INSTRUCTIONS TO FOLLOW>
Your task is to copy each line of the listing that contains the word "instances".

DATA PROVIDED>

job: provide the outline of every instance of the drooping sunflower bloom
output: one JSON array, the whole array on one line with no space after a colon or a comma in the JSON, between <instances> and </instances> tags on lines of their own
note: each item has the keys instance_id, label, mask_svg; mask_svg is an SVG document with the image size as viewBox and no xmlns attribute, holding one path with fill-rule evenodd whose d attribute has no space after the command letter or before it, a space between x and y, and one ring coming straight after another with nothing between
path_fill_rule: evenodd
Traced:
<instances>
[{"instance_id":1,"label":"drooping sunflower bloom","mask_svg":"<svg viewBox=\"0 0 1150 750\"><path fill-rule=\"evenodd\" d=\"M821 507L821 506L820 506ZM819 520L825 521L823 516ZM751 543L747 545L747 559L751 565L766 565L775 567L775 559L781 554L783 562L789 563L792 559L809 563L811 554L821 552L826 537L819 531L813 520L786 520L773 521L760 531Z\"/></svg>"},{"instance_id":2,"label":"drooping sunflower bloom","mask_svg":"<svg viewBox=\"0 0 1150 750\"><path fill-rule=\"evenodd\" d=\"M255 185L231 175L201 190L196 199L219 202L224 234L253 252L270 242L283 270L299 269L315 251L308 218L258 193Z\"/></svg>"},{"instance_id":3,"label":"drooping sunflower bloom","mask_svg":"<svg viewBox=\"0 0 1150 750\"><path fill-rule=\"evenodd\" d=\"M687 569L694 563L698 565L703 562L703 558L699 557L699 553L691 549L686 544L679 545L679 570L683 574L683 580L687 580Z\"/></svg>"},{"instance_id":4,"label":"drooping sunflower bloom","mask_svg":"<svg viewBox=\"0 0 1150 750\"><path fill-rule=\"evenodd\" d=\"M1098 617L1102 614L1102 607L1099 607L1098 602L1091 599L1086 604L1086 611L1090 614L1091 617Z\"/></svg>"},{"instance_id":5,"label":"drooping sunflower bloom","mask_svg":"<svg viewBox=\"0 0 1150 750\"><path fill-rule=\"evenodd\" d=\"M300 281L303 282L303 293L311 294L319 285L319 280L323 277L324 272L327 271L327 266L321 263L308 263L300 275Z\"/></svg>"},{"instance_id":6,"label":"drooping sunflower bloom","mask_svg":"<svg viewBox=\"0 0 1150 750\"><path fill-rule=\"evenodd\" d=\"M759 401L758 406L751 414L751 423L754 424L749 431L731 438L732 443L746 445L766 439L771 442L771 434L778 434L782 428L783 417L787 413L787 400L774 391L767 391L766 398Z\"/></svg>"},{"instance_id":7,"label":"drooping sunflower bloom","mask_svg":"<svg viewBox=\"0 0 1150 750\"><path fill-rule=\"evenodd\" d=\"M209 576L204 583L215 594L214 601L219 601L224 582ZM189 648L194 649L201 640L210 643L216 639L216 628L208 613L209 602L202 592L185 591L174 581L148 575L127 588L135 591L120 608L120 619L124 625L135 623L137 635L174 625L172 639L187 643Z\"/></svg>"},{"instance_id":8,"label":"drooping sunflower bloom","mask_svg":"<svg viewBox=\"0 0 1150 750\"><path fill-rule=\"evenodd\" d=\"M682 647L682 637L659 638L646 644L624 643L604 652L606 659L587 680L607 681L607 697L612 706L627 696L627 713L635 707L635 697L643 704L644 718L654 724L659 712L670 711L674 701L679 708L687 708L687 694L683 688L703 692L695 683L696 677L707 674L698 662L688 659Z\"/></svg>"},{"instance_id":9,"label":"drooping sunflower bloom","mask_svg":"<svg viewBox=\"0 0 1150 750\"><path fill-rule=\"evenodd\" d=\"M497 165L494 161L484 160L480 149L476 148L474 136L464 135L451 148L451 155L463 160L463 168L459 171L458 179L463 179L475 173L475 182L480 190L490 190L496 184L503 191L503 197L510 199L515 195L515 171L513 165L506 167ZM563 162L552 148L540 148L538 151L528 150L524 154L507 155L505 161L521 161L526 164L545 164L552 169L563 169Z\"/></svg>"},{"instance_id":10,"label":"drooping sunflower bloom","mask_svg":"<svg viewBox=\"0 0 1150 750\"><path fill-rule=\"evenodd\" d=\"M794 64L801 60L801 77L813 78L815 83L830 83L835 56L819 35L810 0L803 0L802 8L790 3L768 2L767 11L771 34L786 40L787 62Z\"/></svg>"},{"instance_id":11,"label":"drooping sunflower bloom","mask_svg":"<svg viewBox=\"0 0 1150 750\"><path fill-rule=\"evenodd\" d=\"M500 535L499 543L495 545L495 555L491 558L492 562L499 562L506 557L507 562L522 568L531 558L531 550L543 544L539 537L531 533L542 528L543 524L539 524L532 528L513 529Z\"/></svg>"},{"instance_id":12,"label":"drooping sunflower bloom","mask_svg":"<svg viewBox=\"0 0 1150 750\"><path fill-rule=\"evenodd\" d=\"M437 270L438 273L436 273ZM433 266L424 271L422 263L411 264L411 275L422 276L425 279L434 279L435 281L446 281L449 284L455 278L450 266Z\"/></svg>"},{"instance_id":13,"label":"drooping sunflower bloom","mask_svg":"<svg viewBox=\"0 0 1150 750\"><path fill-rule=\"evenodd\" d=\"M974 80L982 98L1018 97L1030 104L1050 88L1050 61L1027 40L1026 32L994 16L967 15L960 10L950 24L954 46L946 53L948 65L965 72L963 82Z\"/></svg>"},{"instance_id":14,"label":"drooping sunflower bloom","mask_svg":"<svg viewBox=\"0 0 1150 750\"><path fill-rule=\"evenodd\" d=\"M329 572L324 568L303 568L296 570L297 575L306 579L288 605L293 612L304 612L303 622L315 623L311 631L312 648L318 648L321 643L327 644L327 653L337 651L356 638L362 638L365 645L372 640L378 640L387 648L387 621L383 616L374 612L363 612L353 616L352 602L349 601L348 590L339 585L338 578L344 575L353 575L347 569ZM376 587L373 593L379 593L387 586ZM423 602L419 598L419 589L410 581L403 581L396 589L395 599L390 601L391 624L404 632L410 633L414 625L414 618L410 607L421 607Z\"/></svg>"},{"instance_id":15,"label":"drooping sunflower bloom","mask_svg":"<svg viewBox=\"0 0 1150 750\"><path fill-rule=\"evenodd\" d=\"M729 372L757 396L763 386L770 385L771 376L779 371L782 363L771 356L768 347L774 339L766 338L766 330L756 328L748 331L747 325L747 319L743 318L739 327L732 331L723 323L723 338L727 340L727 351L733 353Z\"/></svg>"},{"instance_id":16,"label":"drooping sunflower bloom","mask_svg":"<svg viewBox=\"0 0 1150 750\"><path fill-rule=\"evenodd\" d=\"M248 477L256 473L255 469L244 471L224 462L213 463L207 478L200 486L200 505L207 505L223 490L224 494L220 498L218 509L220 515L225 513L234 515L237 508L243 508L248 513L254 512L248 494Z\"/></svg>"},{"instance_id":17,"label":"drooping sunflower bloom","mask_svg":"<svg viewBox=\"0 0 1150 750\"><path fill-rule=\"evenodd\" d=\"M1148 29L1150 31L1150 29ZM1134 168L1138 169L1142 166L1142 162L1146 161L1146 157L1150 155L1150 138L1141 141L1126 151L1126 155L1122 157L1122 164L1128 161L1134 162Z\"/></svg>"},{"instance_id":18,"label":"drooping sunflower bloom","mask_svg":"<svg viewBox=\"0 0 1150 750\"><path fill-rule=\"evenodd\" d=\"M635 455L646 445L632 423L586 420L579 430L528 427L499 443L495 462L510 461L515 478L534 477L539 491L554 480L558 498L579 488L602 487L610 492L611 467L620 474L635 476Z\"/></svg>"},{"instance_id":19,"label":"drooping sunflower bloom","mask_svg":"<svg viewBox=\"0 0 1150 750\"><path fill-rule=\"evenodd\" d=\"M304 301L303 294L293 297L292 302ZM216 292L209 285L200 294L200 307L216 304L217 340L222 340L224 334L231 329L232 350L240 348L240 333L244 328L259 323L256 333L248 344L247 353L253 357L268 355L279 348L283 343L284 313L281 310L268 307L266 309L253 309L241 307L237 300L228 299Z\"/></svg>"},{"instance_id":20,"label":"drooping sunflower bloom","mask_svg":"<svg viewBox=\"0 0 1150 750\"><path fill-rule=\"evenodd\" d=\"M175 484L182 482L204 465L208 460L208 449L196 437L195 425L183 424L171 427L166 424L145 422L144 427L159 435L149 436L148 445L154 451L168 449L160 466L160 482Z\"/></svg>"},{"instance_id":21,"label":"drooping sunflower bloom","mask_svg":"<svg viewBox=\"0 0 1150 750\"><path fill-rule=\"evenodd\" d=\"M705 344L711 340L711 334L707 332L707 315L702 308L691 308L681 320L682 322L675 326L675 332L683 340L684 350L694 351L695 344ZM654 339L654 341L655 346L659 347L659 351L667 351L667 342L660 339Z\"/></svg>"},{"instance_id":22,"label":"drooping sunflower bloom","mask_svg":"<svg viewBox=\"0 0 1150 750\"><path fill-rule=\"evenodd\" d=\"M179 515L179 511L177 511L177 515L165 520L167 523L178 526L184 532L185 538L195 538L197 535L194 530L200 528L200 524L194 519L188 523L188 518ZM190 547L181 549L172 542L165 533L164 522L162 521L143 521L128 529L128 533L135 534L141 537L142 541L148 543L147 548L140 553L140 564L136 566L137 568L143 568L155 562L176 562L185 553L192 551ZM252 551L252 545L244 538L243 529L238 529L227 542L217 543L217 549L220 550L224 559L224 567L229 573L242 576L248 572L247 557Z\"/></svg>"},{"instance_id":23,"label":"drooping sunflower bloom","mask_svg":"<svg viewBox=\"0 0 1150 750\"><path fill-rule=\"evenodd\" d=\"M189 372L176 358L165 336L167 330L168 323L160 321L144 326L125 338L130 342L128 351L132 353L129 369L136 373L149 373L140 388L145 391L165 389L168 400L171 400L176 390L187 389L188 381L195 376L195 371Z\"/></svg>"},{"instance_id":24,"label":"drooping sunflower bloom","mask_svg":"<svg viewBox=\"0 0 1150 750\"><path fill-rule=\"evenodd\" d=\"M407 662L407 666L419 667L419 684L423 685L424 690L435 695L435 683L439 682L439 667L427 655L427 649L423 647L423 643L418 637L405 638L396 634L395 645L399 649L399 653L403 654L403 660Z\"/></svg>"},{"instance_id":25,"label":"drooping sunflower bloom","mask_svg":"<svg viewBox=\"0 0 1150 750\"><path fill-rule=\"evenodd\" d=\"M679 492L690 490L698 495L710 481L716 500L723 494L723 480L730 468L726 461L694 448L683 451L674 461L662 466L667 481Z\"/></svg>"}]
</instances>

TASK RESPONSE>
output: one JSON array, the whole array on one line with no space after a colon or a comma in the JSON, between <instances> and </instances> tags on lines of their own
<instances>
</instances>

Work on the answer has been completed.